We have included treatment planning CT, PET, and MRI (T1w mDixon and T2w) images for 567 HNC patients with a wide variety of tumor sites (larynx, pharynx, oral cavity, sinonasal, and salivary gland carcinomas). GTV-T and GTV-N clinical delineations were treated as two separate DL targets. The data was randomly split into training(n=375), validation(n=95), and test sets(n=97).
To simulate user input clicks, we generated a dot of random size between 5 and 10 mm³ at a random location inside each distinct target volume. We used this simulated user feed in conjunction with CT, PET, T1w, and T2w MRI scans as inputs to a 3D UNet. We compared the segmentation results to the UNet using only the scans as input.
We evaluated the detection ratio(%) on all the distinct GTV-Ts and GTV-Ns. The segmentation performance was evaluated using Dice Similarity Coefficient(Dice), Hausdorff distance 95%(HD95), mean surface distance(MSD), and Surface-Dice with 2mm tolerance. The voxel-based false discovery rate (FDR) and false negative rate (FNR) were used to measure false segmentation and compared using a Wilcoxon signed-rank test(p<0.05). FDR can be interpreted as an indicator of false positive segmentations, whereas FNR indicates false negative segmentations. For all metrics, the mean and 95% confidence interval (CI95, bootstrapping 10000 samples) were reported.

* _TASKS TO COMPLETE_
A - In the tumor segmentation passage, rewrite the part starting with "We have included" and going on through "scans as input.", changing "UNet" to "U-Net".
B - Answer these questions from the tumor segmentation passage:
(i) How many patients were placed in the test set?
(ii) What size range was used for the dot that simulated a user click?
(iii) What tolerance was used for Surface-Dice?
C - List every tumor site named in the tumor segmentation passage.

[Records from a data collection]
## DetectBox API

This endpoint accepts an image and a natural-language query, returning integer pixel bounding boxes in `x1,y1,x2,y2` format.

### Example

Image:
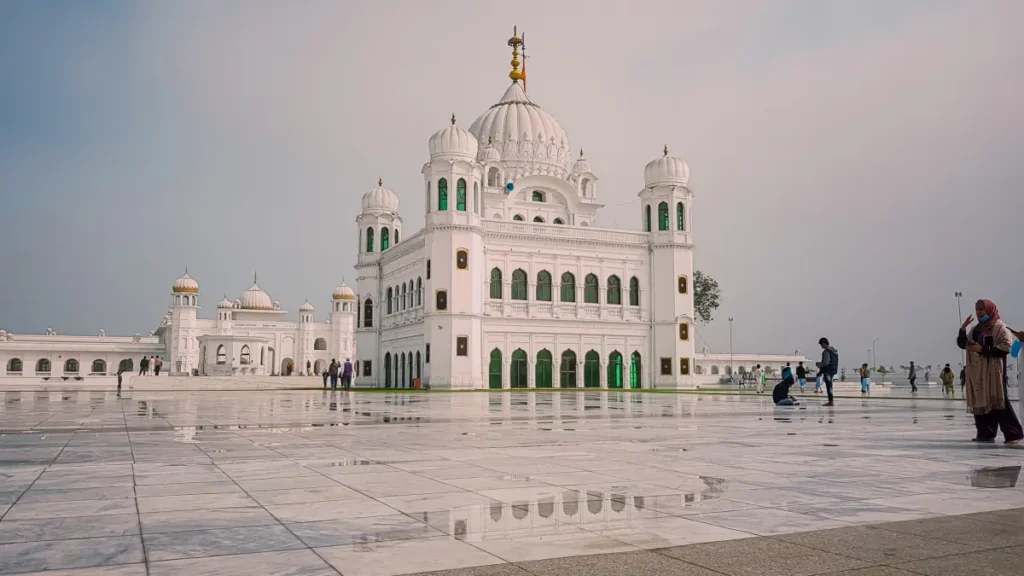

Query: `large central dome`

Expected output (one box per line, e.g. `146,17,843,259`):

==

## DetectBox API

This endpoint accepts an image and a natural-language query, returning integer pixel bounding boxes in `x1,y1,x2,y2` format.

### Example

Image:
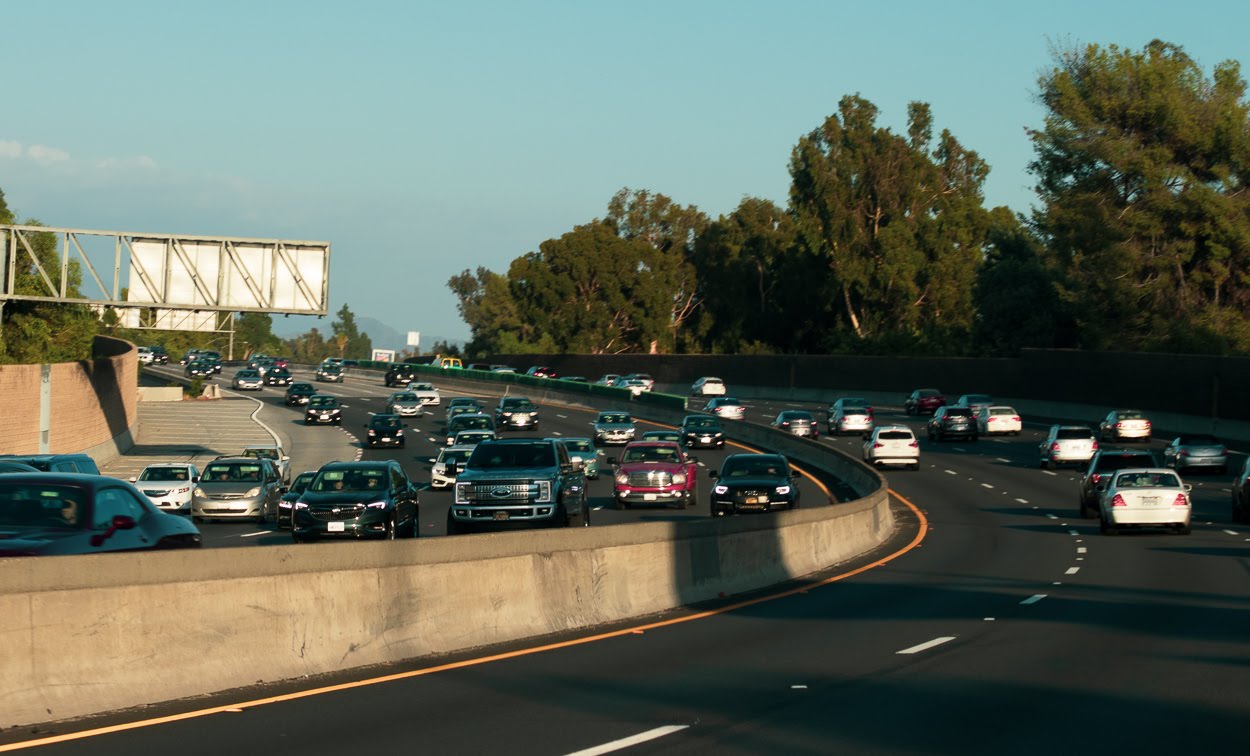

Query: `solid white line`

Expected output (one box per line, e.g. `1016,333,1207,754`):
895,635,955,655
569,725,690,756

---

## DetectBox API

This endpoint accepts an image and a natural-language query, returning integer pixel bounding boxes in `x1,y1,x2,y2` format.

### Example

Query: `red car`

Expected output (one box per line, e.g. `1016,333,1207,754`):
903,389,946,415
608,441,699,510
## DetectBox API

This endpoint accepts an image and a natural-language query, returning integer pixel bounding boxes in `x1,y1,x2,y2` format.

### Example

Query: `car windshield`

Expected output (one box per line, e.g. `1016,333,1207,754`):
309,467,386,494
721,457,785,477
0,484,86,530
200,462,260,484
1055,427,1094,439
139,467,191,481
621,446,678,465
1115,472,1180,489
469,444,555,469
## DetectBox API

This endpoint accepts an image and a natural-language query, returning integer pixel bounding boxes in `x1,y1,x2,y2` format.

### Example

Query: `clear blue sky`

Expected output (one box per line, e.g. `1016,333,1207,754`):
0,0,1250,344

* _RESPONSES BY TASK_
A -
We have included treatment planning CT, PET, and MRI (T1w mDixon and T2w) images for 567 HNC patients with a wide variety of tumor sites (larynx, pharynx, oral cavity, sinonasal, and salivary gland carcinomas). GTV-T and GTV-N clinical delineations were treated as two separate DL targets. The data was randomly split into training(n=375), validation(n=95), and test sets(n=97).
To simulate user input clicks, we generated a dot of random size between 5 and 10 mm³ at a random location inside each distinct target volume. We used this simulated user feed in conjunction with CT, PET, T1w, and T2w MRI scans as inputs to a 3D U-Net. We compared the segmentation results to the U-Net using only the scans as input.

B -
(i) 97
(ii) Between 5 and 10 mm³
(iii) 2 mm

C - larynx, pharynx, oral cavity, sinonasal, salivary gland